((

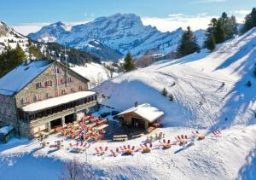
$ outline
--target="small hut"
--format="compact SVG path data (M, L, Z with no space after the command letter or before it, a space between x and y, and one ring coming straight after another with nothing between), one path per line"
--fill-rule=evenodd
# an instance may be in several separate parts
M123 125L145 130L156 123L163 115L164 112L150 106L150 104L137 105L118 114L121 118Z
M14 136L14 126L8 125L0 128L0 141L7 143L8 141Z

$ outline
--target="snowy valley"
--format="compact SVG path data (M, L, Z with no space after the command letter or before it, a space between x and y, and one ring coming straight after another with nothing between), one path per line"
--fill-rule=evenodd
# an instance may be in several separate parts
M88 26L87 33L90 34L90 28L94 30L94 23L104 24L105 20L106 18L99 18L88 25L73 27L73 34L65 34L57 41L82 49L81 44L86 44L84 42L88 39L73 44L73 36L79 38L79 35L83 35L79 29L84 26ZM143 28L142 25L137 26L138 29ZM143 28L151 29L149 34L156 32L152 27ZM160 36L169 34L161 33ZM155 44L152 43L156 41L154 38L148 37L147 39L150 40L148 44ZM160 46L172 44L172 41L177 45L178 40L177 37L166 39L159 44ZM106 42L118 48L115 41L107 39ZM172 45L167 47L168 50ZM139 44L132 49L133 53L141 52L145 46L147 42ZM125 53L127 44L119 48ZM74 143L74 140L65 140L64 148L55 151L50 147L41 148L41 142L38 140L14 139L0 145L0 177L9 179L15 176L17 179L37 179L39 175L44 179L55 179L60 176L63 161L76 158L92 165L91 171L96 179L253 179L256 176L255 58L256 29L253 28L241 37L218 44L212 53L202 49L180 59L158 61L148 67L118 75L95 89L101 104L118 111L132 107L136 102L150 103L161 109L165 113L160 119L163 127L152 136L163 132L166 139L174 142L177 136L190 136L191 131L199 131L205 134L204 140L189 142L184 147L173 144L166 150L159 148L159 142L155 141L150 154L137 152L132 156L113 157L108 153L97 156L94 149L100 146L113 149L123 145L139 146L145 142L146 136L125 142L97 142L88 148L86 155L72 153L67 148L69 143ZM83 75L79 67L73 68ZM251 86L247 85L248 81ZM163 88L173 96L173 101L160 94ZM110 110L103 108L102 111ZM220 131L221 135L214 136L213 131ZM60 139L63 137L55 135L47 141L53 143ZM30 162L33 159L37 159L37 164L26 165L26 160ZM53 166L48 166L49 160L55 160L51 164ZM15 175L14 172L23 170L25 165L35 171L30 171L29 177L26 171Z
M117 61L128 51L136 56L173 52L184 32L182 28L171 32L160 32L156 27L144 26L141 18L134 14L116 14L66 27L64 23L57 22L28 37L39 42L56 42ZM195 34L202 45L205 31L197 30Z

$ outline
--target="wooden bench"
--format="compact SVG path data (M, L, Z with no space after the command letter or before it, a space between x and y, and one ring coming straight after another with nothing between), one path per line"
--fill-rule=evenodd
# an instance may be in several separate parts
M113 141L116 142L125 142L128 140L127 135L115 135L113 136Z

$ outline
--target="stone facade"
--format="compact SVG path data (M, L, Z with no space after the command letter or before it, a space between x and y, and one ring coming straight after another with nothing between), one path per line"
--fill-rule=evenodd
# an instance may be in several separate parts
M55 69L59 68L60 73L55 73L53 72ZM56 84L56 79L65 79L66 80L67 68L58 62L53 63L49 68L47 68L43 73L38 77L34 78L28 85L26 85L23 90L15 95L17 107L22 107L29 103L36 102L38 101L48 99L47 95L50 95L52 97L60 96L62 95L70 94L73 92L78 92L81 90L88 90L88 84L84 81L84 78L78 76L74 72L67 69L67 77L73 78L73 82L62 83L61 84ZM51 81L52 85L48 87L38 88L38 83L44 83L45 81ZM80 89L79 87L82 87ZM72 90L73 89L73 90ZM61 91L65 90L63 94ZM56 92L59 91L59 96L56 96ZM41 100L37 100L36 96L39 96ZM23 98L30 97L31 102L29 103L23 102Z
M15 98L0 95L0 127L13 125L17 130Z
M50 131L52 120L61 119L63 125L67 115L76 116L78 113L97 110L96 99L32 120L21 110L23 107L39 101L87 90L88 82L62 64L53 62L13 96L0 95L0 127L14 125L16 135L31 138L37 132Z

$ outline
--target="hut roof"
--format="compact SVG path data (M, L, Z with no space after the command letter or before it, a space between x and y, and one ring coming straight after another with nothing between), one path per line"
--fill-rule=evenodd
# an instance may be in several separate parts
M130 113L137 114L138 116L148 120L149 123L154 122L154 120L164 115L164 112L159 110L154 107L152 107L150 104L141 104L137 107L132 107L119 113L118 115L120 116Z

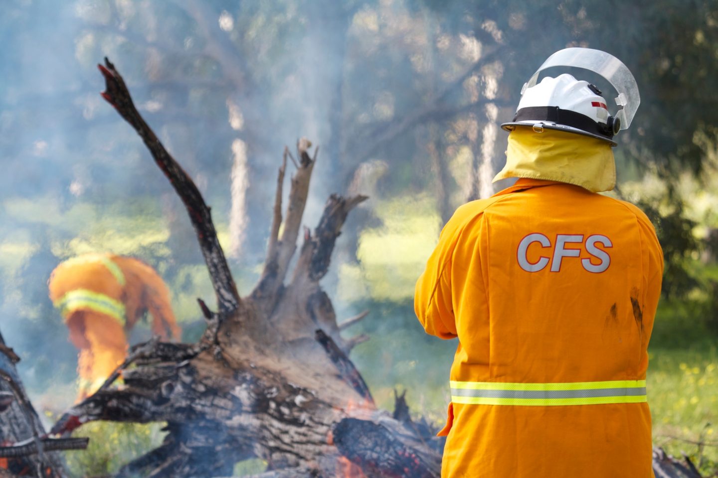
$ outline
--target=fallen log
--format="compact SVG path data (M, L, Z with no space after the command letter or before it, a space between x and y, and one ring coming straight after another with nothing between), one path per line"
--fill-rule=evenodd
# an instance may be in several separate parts
M117 474L127 478L228 477L235 463L253 457L268 463L256 478L438 477L442 442L425 422L412 421L403 396L393 416L377 410L348 356L364 338L340 334L360 318L340 328L320 285L348 213L366 198L331 196L314 231L304 229L290 267L317 150L311 154L311 143L301 140L295 160L285 149L264 270L241 297L196 186L137 111L114 66L106 59L99 67L103 97L140 135L187 209L217 310L199 300L207 328L197 343L133 348L105 385L68 410L51 433L67 436L95 420L167 422L163 444ZM296 171L283 216L288 156ZM124 386L113 388L121 373ZM654 453L657 477L698 478L689 468Z
M0 335L0 471L7 476L65 478L62 459L54 451L61 448L46 446L45 429L15 367L19 361ZM87 446L86 440L79 441ZM74 439L73 445L79 441Z
M348 357L358 342L341 336L332 301L320 285L348 214L366 198L332 194L317 226L300 234L317 150L304 139L296 160L285 150L264 270L254 289L241 297L196 186L141 118L114 66L106 59L100 70L106 82L103 97L137 131L187 209L217 310L200 302L207 330L197 343L155 341L131 349L105 386L68 410L52 433L67 436L95 420L167 422L162 446L127 464L119 477L229 476L235 463L253 457L268 463L260 476L397 476L391 460L391 469L376 475L377 464L353 451L352 461L368 467L364 474L331 438L342 420L367 410L379 413ZM288 156L296 170L283 214ZM123 386L112 388L121 373ZM397 451L429 454L426 459L433 460L438 476L439 455L388 414L381 417L382 444L388 452L395 440Z

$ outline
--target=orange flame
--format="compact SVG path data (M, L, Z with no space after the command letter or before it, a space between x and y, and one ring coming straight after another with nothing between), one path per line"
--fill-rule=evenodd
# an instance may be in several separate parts
M358 465L349 461L346 457L340 457L337 460L337 478L366 478L366 475Z

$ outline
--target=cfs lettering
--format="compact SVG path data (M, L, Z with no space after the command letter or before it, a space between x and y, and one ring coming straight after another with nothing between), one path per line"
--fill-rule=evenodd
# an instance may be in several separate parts
M595 274L602 272L608 269L608 266L611 264L611 257L608 255L608 253L596 245L600 244L605 248L613 247L611 239L602 234L592 234L586 239L585 242L584 242L583 234L556 234L554 252L550 254L551 257L549 258L542 255L536 262L531 262L527 257L527 252L528 248L535 242L538 242L542 248L551 247L549 238L540 232L530 234L521 239L516 251L516 259L518 260L518 265L527 272L538 272L540 270L544 270L549 265L549 261L551 262L551 272L560 272L561 262L564 257L579 257L581 256L582 249L567 247L567 244L582 244L586 252L590 254L590 258L581 259L581 265L589 272Z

))

Problem details | Repeat the listing above line for line, omitting the pictures.

Output |
$ outline
--target="small hut"
--format="compact SVG path data (M, L, Z with no space after the command letter or before it, a space between x and y, and one ring coming straight after another with nothing between), one path per line"
--fill-rule=evenodd
# an instance may be in several separate parts
M123 125L145 130L156 123L163 115L164 112L150 106L150 104L137 105L118 114L121 118Z
M14 136L14 126L8 125L0 128L0 141L7 143L8 141Z

$ outline
--target="snowy valley"
--format="compact SVG path data (M, L, Z with no space after the command letter or before it, a space between x and y, and one ring coming straight after another with nothing between), one path per line"
--fill-rule=evenodd
# an instance may be in several separate parts
M88 26L87 33L90 34L90 28L94 30L94 23L104 24L105 20L106 18L99 18L88 25L73 27L73 34L65 34L57 41L82 49L81 44L86 44L84 42L88 39L73 44L73 36L79 38L79 35L83 35L79 29L84 26ZM143 28L142 25L137 26L138 29ZM143 28L151 29L149 34L156 32L152 27ZM160 36L169 34L161 33ZM155 44L152 43L156 41L154 38L148 37L147 39L150 40L148 44ZM160 46L172 44L172 41L177 45L178 40L177 37L166 39L159 44ZM106 42L118 48L115 41L107 39ZM172 45L167 47L168 50ZM139 44L132 49L133 53L141 52L145 46L147 42ZM125 53L127 44L119 48ZM74 143L74 140L65 140L64 148L55 151L50 147L41 148L41 142L38 140L14 139L0 145L0 177L9 179L15 176L17 179L37 179L39 175L44 179L55 179L60 176L63 161L76 158L92 165L91 171L96 179L253 179L256 176L255 58L256 29L253 28L241 37L218 44L212 53L202 49L180 59L158 61L148 67L118 75L95 89L101 104L118 111L132 107L136 102L150 103L161 109L165 113L160 119L163 127L152 136L163 132L166 139L174 142L177 136L190 136L191 131L199 131L205 134L204 140L189 142L184 147L173 144L166 150L159 148L159 142L155 141L150 154L137 152L132 156L113 157L108 153L97 156L94 149L100 146L113 149L123 145L139 146L145 142L146 136L125 142L97 142L88 148L86 155L72 153L67 148L69 143ZM83 75L79 67L73 68ZM251 86L247 85L248 81ZM163 88L173 96L173 101L160 94ZM110 110L103 108L102 111ZM220 131L221 135L214 136L213 131ZM60 139L63 137L55 135L47 141L53 143ZM30 162L33 159L37 159L37 164L26 165L26 160ZM53 166L48 166L49 160L55 160L51 164ZM15 175L14 172L23 170L25 165L35 171L30 171L29 177L26 171Z
M117 61L128 51L136 56L173 52L184 32L182 28L171 32L160 32L156 27L144 26L141 18L134 14L116 14L66 27L64 23L57 22L28 37L39 42L56 42ZM195 34L202 45L205 31L197 30Z

$ outline
--target="wooden bench"
--format="compact SVG path data (M, L, Z with no space after the command letter or before it, a space between x and y, and one ring coming straight after another with nothing between), one path per line"
--fill-rule=evenodd
# an instance may be in several separate parts
M113 141L116 142L125 142L128 140L127 135L115 135L113 136Z

$ outline
--target="stone facade"
--format="compact SVG path data (M, L, Z with no space after the command letter or before it, a space between x and y, and one ring coming straight after another with nothing between), one path per line"
--fill-rule=evenodd
# an instance may be in several separate parts
M55 69L59 68L60 73L55 73L53 72ZM56 84L56 79L65 79L66 80L67 68L58 62L53 63L49 68L47 68L43 73L38 77L34 78L28 85L26 85L23 90L15 95L17 107L22 107L29 103L36 102L38 101L48 99L47 95L50 95L52 97L60 96L62 95L70 94L73 92L78 92L81 90L88 90L88 84L84 81L84 78L78 76L74 72L67 69L67 77L73 78L73 82L62 83L61 84ZM51 81L52 85L48 87L38 88L38 83L44 83L45 81ZM80 89L79 87L82 87ZM72 90L73 89L73 90ZM61 91L65 90L63 94ZM56 92L59 91L59 96L56 96ZM41 100L37 100L36 96L39 96ZM23 98L30 97L31 102L29 103L23 102Z
M15 98L0 95L0 127L13 125L17 130Z
M50 131L52 120L61 119L63 125L67 115L76 116L78 113L97 110L96 99L32 120L21 110L23 107L39 101L87 90L88 82L62 64L53 62L13 96L0 95L0 127L14 125L16 135L31 138L37 132Z

$ outline
--target="hut roof"
--format="compact SVG path data (M, L, Z with no space after the command letter or before it, a space between x and y, and one ring coming straight after another with nothing between), one path per line"
--fill-rule=evenodd
# an instance may be in several separate parts
M130 113L137 114L138 116L148 120L149 123L154 122L154 120L164 115L164 112L159 110L154 107L152 107L150 104L141 104L137 107L132 107L119 113L118 115L120 116Z

$ outline
--target=fallen log
--format="compact SVG path data (M, L, Z with no space after the command letter or before it, a space between x and y, and one ring coming straight after another with nothing between), one path per line"
--fill-rule=evenodd
# an instance may be in several separate parts
M117 474L127 478L228 477L235 463L253 457L268 463L256 478L438 477L442 442L425 422L412 421L403 396L393 416L377 410L348 356L364 338L340 334L360 318L340 328L320 285L348 213L366 198L331 196L314 231L304 229L290 267L317 150L311 154L311 143L301 140L295 160L285 149L264 270L241 297L196 186L137 111L114 66L106 59L99 67L103 97L140 135L187 209L217 310L199 300L207 328L197 343L133 348L105 385L68 410L51 433L67 436L95 420L167 422L163 444ZM296 171L283 216L288 156ZM124 386L113 388L121 373ZM654 453L657 477L698 478L689 468Z
M0 335L0 471L7 476L65 478L62 459L54 451L61 448L46 446L45 429L15 367L19 361ZM87 446L86 440L79 441ZM74 439L73 445L79 441Z
M348 357L358 342L341 336L332 301L320 285L348 214L366 198L332 194L317 226L300 234L317 150L304 139L296 160L285 150L264 270L254 289L241 297L196 186L141 118L114 66L106 59L100 70L106 82L103 97L137 131L187 209L217 310L200 302L207 330L197 343L155 341L131 349L105 386L68 410L52 433L67 436L95 420L167 422L162 446L127 464L119 477L229 476L235 463L253 457L268 463L260 476L397 476L391 460L391 469L376 475L377 464L353 451L352 461L368 467L364 474L331 438L342 420L367 410L379 413ZM288 156L296 170L283 214ZM123 386L112 388L121 373ZM397 451L429 454L426 459L433 460L438 476L439 455L388 414L381 417L382 444L388 452L395 440Z

$ outline
--target=orange flame
--format="compact SVG path data (M, L, Z with no space after the command letter or before it, a space between x and y, and one ring coming straight after another with nothing between), one path per line"
--fill-rule=evenodd
# an instance may be in several separate parts
M358 465L349 461L346 457L340 457L337 460L337 478L366 478L366 475Z

$ outline
--target=cfs lettering
--format="compact SVG path data (M, L, Z with no space after the command letter or before it, a space between x and y, and one ring coming straight after another with nothing between), one path per line"
--fill-rule=evenodd
# an instance may be in several separate parts
M595 274L602 272L608 269L608 266L611 264L611 257L608 255L608 253L596 245L600 244L605 248L613 247L611 239L602 234L592 234L586 239L585 242L584 242L583 234L556 234L554 252L550 254L551 257L549 258L542 255L536 262L531 262L527 257L527 252L528 248L535 242L538 242L542 248L551 247L549 238L540 232L530 234L521 239L516 251L516 259L518 260L518 265L527 272L538 272L540 270L544 270L549 265L549 261L551 262L551 272L560 272L561 262L564 257L579 257L581 256L582 249L567 247L567 244L582 244L586 252L590 254L590 258L581 259L581 265L589 272Z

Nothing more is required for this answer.